Supply the next portion of the aquarium forum thread about fungus on newly added grapewood, beginning immediately after its final line.

**Reading passage:**
=-=-=
Its no problem it happens to grape wood all the time when being first added to a tank. Plecos will consume it quickly or you can take it out and scrub it off with a tooth brush. Dont worry about your fish.


----------



## scottysgirl (Jan 10, 2007)

Has anyone ever tried treating wood with polyurethane, I've heard that can be done and that it works well for preventing fungus/release of tannins.


----------



## angel lover (Feb 1, 2007)

Thanks you guys for all the replies. I think I will just watch it a while longer and keep the "stuff" cleaned off the wood.


----------



## satwood (Oct 6, 2007)

So, I'd like to reprise this thread if I could. I just also added a big hunk of grapewood to my 20 gal long tank. It almost immediately fuzzed up. I prepared it by pouring boiling water over it and letting it sit all night in a tub. I did NOT boil it because I feared I would have made it split. The wood was dry when I bought it and sold for terrarium and aquarium use at the store.

The fuzz or fungus has been off and on now for about 2 weeks and does not seem yet to be going away. Does anyone know what it actually is? Should I be worried about it?

My water is about ph7.4 and my amonia, nitrate and nitire numbers are all 0 - minimal. The tank has been up and alive since last September.

Thoughts?


----------



## Lupin (Aug 2, 2006)

satwood said:


> So, I'd like to reprise this thread if I could. I just also added a big hunk of grapewood to my 20 gal long tank. It almost immediately fuzzed up. I prepared it by pouring boiling water over it and letting it sit all night in a tub. I did NOT boil it because I feared I would have made it split. The wood was dry when I bought it and sold for terrarium and aquarium use at the store.
> 
> The fuzz or fungus has been off and on now for about 2 weeks and does not seem yet to be going away. Does anyone know what it actually is? Should I be worried about it?
> 
> ...


In short, you are not supposed to use wood or vines of fruit-bearing trees as they have the tendency to produce molds which are messy and unsightly. Switch to mopani or any other suitable wood.


----------



## angel lover (Feb 1, 2007)
=-=-=
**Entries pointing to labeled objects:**
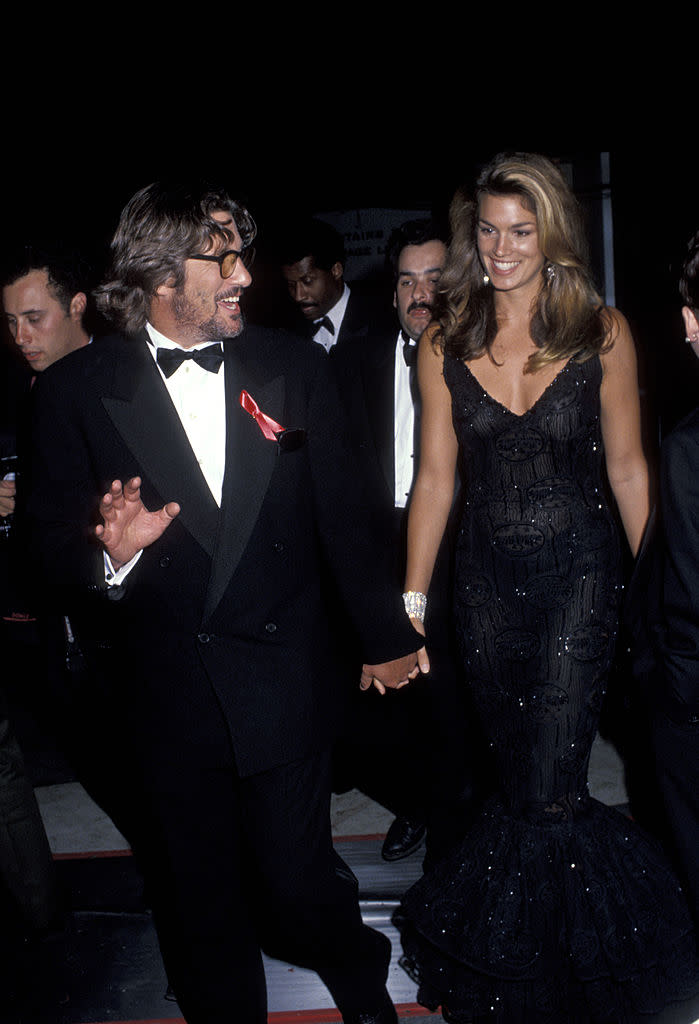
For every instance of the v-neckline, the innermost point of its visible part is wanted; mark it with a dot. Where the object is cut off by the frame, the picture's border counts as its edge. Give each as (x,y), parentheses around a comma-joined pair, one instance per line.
(527,412)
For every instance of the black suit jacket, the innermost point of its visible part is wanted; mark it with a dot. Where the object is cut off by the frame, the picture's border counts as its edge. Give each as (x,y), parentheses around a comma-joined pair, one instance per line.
(229,600)
(663,600)
(362,317)
(365,373)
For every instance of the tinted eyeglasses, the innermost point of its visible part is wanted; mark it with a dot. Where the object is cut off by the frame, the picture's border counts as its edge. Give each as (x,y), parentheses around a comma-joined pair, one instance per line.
(228,259)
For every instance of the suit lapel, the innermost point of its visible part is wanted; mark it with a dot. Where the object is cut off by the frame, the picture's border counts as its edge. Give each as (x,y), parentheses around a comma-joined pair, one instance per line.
(250,463)
(142,413)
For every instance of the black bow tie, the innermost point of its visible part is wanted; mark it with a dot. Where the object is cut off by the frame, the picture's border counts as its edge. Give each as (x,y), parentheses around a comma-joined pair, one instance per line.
(409,351)
(323,322)
(170,358)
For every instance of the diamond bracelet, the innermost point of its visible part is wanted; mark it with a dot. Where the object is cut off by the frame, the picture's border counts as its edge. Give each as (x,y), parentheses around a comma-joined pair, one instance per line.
(416,604)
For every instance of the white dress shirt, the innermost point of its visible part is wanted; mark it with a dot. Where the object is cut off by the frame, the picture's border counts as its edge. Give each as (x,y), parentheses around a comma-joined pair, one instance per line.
(336,314)
(403,427)
(199,397)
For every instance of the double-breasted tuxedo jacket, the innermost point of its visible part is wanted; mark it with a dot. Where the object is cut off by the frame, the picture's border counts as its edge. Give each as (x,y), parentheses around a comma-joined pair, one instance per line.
(662,613)
(228,598)
(220,651)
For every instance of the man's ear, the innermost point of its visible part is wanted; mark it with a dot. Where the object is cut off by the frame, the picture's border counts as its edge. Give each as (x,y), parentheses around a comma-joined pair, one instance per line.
(691,324)
(78,306)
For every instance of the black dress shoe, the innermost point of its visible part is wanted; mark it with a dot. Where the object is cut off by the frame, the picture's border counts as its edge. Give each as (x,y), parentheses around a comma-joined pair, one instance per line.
(386,1014)
(403,838)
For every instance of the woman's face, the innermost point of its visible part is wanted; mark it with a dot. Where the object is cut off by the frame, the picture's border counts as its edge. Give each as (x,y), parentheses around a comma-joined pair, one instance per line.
(508,244)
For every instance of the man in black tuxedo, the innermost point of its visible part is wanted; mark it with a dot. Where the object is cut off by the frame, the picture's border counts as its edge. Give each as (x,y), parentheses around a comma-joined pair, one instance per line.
(312,258)
(397,748)
(223,472)
(663,611)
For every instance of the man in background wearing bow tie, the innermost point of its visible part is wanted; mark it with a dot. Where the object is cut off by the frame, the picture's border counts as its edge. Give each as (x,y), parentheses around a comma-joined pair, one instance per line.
(221,459)
(312,258)
(385,744)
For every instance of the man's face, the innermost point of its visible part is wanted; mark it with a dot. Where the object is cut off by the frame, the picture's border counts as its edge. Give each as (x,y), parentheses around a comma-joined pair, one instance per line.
(313,290)
(419,270)
(206,306)
(39,324)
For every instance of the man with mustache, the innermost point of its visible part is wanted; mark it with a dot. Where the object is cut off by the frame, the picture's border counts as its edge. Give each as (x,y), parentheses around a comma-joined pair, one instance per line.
(222,466)
(383,748)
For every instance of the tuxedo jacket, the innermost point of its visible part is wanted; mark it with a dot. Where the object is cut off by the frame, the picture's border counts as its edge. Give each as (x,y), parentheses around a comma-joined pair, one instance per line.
(365,373)
(663,600)
(226,602)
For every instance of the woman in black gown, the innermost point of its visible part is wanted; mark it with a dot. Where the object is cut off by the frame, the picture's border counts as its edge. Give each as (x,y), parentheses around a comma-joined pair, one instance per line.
(555,908)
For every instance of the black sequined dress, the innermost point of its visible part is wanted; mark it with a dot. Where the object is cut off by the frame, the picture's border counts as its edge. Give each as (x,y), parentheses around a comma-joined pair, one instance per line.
(556,908)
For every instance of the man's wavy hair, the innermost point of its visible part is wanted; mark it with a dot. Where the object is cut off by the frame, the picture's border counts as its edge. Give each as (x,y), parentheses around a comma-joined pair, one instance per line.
(568,320)
(160,227)
(689,274)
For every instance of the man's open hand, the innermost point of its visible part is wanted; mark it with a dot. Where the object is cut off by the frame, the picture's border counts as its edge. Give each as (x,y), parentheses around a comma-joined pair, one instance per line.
(127,525)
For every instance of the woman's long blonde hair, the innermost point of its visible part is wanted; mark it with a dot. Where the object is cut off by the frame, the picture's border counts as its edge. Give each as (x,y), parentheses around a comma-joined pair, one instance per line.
(568,320)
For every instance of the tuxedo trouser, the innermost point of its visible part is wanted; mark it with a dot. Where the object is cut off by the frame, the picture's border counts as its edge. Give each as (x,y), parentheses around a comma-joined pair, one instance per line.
(234,865)
(676,754)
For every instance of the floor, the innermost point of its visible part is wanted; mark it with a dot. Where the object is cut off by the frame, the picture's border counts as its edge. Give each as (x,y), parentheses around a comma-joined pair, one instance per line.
(110,966)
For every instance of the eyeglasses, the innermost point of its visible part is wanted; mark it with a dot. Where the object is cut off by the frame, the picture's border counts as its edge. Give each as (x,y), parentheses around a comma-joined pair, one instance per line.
(228,260)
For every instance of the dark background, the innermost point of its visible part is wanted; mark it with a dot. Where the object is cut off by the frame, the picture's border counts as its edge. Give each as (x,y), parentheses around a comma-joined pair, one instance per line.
(74,190)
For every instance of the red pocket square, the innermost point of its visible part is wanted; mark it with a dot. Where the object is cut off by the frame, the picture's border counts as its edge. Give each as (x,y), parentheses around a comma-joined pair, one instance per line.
(267,425)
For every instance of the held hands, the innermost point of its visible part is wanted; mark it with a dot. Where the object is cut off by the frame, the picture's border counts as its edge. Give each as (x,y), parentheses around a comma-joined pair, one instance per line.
(396,674)
(7,493)
(128,526)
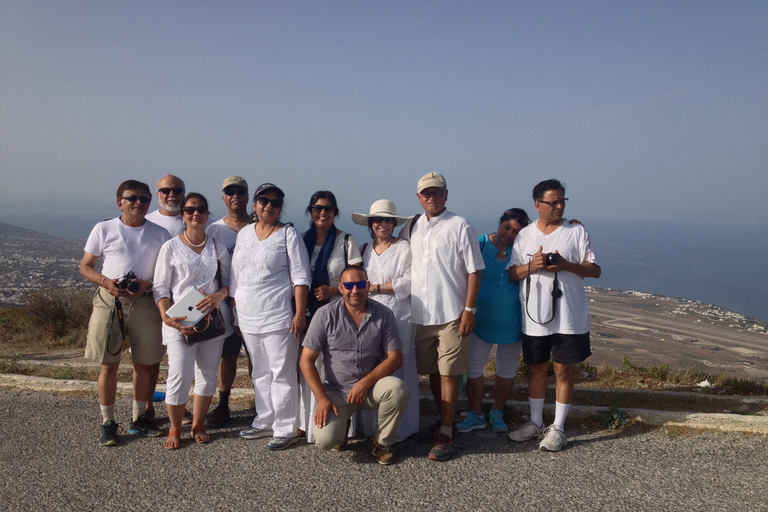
=-=-=
**Response for this exercise:**
Lupin said:


> satwood said:
> 
> 
> > So, I'd like to reprise this thread if I could. I just also added a big hunk of grapewood to my 20 gal long tank. It almost immediately fuzzed up. I prepared it by pouring boiling water over it and letting it sit all night in a tub. I did NOT boil it because I feared I would have made it split. The wood was dry when I bought it and sold for terrarium and aquarium use at the store.
> ...


----------



## satwood (Oct 6, 2007)

OK, thanks for the feedback. Unfortunately for me a small family of baby red-wags has taken up refuge under the log and show no signs of wanting to sell. So, I'll probably just live with it for a while, until I can catch them and move them to an isolation tank. 

As long as the stuff won't hurt my fish - that's the important thing. Appearance is secondary.


----------



## Oldman47 (Sep 7, 2007)

Lupin, is there something wrong with using fruit tree wood? I have been using a branch that I removed from an apple tree in my back yard. It was a branch that had died a year before and I just cut the dried branch, boiled it and put it in my endlers tank. It is good solid intact wood that is doing very well and seems to be having no problems. I know it has never been sprayed because I don't spray my apples. I always thought of it as a superior wood because it is so tight grained compared to most any other wood. It is a very hard wood, not at all like grape vine.


----------



## StickyGreen (Feb 8, 2008)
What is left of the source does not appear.